(Dataset rows)
** Begin **

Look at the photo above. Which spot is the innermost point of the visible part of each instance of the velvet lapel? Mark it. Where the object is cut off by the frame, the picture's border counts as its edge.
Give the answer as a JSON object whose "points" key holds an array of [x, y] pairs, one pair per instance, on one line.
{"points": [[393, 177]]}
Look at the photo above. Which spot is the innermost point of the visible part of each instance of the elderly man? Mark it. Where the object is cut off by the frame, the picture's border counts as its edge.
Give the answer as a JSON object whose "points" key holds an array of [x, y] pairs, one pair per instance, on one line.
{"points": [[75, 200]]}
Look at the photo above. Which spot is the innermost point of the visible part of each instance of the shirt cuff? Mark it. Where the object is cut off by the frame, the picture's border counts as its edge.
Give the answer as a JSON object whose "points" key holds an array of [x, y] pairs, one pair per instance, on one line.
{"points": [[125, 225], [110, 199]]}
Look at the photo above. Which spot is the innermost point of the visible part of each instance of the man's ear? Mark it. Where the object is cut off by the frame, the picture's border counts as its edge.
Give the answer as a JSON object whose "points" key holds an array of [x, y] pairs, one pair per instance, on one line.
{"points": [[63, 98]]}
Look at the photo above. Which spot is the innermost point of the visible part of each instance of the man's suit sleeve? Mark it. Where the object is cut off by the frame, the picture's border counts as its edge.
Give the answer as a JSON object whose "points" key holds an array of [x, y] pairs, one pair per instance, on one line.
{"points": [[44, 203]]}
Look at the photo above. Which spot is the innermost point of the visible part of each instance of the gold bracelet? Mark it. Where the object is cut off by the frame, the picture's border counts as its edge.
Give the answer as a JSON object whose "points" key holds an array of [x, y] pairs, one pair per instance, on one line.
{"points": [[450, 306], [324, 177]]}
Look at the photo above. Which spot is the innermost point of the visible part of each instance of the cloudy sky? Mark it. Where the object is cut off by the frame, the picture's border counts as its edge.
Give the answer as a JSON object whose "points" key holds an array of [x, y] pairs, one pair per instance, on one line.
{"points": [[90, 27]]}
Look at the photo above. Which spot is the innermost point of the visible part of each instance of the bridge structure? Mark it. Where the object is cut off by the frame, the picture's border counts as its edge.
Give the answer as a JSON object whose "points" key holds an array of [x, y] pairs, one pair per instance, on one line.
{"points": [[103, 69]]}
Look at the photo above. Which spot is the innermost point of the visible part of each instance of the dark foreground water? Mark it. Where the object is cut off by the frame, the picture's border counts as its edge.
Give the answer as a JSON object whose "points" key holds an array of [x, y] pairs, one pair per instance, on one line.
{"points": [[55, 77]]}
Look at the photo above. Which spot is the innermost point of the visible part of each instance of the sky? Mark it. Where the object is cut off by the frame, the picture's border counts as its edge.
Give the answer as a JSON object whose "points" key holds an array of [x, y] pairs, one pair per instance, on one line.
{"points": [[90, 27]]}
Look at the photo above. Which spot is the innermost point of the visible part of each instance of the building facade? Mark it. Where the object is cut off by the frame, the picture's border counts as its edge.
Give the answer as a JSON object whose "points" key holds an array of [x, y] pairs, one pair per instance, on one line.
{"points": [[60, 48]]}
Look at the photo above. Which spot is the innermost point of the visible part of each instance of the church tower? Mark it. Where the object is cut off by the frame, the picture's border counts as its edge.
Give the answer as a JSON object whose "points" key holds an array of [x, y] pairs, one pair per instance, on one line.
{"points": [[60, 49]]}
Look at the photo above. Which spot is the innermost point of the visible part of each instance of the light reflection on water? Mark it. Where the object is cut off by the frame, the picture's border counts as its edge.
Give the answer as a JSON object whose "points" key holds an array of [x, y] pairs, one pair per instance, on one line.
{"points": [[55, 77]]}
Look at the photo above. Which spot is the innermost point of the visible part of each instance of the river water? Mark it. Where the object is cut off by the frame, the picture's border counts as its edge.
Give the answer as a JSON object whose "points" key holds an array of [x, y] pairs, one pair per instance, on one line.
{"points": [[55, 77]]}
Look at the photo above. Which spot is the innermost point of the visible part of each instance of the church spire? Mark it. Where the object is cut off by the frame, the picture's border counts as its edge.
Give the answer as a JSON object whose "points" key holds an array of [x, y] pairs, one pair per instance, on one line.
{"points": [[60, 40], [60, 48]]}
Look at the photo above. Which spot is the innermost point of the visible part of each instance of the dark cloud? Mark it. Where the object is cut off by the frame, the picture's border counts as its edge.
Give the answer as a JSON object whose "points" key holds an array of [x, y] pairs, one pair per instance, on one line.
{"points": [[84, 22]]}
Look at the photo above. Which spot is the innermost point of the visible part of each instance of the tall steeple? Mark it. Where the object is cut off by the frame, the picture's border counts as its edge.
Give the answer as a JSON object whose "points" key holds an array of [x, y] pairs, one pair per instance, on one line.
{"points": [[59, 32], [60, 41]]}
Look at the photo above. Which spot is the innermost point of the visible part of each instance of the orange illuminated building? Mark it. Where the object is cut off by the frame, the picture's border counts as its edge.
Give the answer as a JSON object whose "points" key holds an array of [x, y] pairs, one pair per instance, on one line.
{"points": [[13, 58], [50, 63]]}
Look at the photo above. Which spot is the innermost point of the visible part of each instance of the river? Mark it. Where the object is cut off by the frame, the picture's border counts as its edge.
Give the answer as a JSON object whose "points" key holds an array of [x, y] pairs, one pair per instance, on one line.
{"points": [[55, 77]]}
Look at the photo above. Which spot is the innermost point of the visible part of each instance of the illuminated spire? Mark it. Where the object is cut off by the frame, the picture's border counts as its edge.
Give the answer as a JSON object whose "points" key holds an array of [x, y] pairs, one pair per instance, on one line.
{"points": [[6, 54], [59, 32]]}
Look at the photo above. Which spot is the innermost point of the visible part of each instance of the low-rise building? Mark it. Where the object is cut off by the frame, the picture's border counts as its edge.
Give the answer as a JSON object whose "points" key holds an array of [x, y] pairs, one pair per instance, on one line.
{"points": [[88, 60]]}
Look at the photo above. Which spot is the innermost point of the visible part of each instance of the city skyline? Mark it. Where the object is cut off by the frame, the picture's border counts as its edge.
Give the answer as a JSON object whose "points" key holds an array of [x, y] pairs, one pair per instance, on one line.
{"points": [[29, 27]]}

** End **
** Begin **

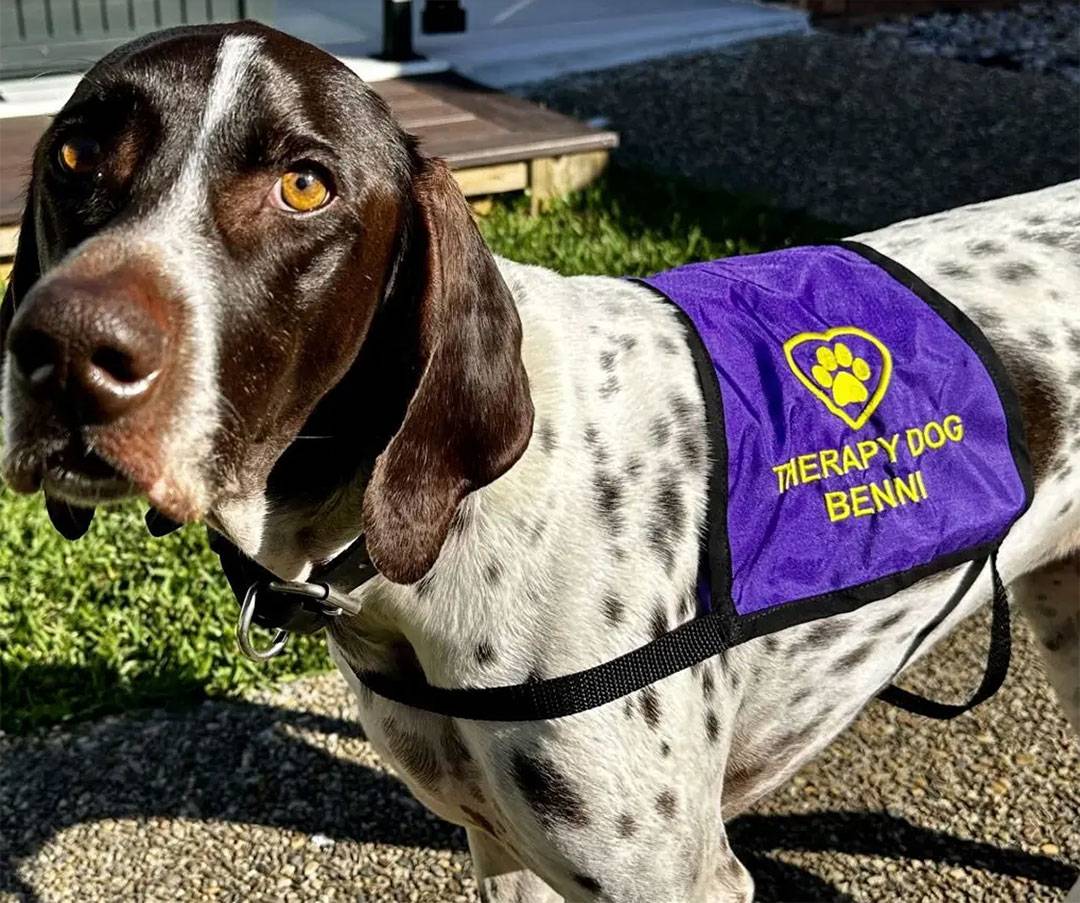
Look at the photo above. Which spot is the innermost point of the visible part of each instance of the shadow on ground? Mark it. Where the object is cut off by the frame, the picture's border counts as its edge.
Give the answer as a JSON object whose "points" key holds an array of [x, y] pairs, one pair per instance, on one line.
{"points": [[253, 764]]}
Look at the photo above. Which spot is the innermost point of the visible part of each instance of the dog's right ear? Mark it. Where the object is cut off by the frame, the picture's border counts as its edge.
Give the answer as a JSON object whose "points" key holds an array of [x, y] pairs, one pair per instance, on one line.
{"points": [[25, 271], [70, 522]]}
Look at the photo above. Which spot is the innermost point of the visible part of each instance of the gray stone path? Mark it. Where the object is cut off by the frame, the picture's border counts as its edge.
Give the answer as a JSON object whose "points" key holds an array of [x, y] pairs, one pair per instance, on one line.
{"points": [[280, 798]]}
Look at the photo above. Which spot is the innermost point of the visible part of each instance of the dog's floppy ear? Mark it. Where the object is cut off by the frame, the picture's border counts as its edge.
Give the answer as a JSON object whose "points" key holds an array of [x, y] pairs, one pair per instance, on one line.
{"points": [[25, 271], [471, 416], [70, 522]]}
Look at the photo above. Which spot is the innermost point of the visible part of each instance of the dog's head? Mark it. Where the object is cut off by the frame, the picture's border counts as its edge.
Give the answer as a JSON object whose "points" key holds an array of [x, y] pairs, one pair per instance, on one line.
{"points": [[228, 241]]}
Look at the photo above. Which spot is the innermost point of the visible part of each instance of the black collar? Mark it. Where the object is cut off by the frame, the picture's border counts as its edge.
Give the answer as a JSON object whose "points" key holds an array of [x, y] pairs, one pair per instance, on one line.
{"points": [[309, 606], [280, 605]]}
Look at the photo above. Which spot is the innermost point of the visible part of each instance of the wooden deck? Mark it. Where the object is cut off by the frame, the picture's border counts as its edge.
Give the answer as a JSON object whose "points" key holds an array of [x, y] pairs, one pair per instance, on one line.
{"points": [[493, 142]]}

** End **

Exercise requirements: Collect every line of the dataset rows that contains the word "church", and match its case exactly.

Problem solution:
Look at the photo above. Which spot is the innermost point of the visible part of each instance of the church tower? Mark it. Where the object is cut off by the frame, the picture's border counts as its edge.
Look at the photo above. Which spot is the innermost point of the visible part of each instance of the church spire? Mark it. Where the object is cut off by the frame, the picture's border counts as its edge.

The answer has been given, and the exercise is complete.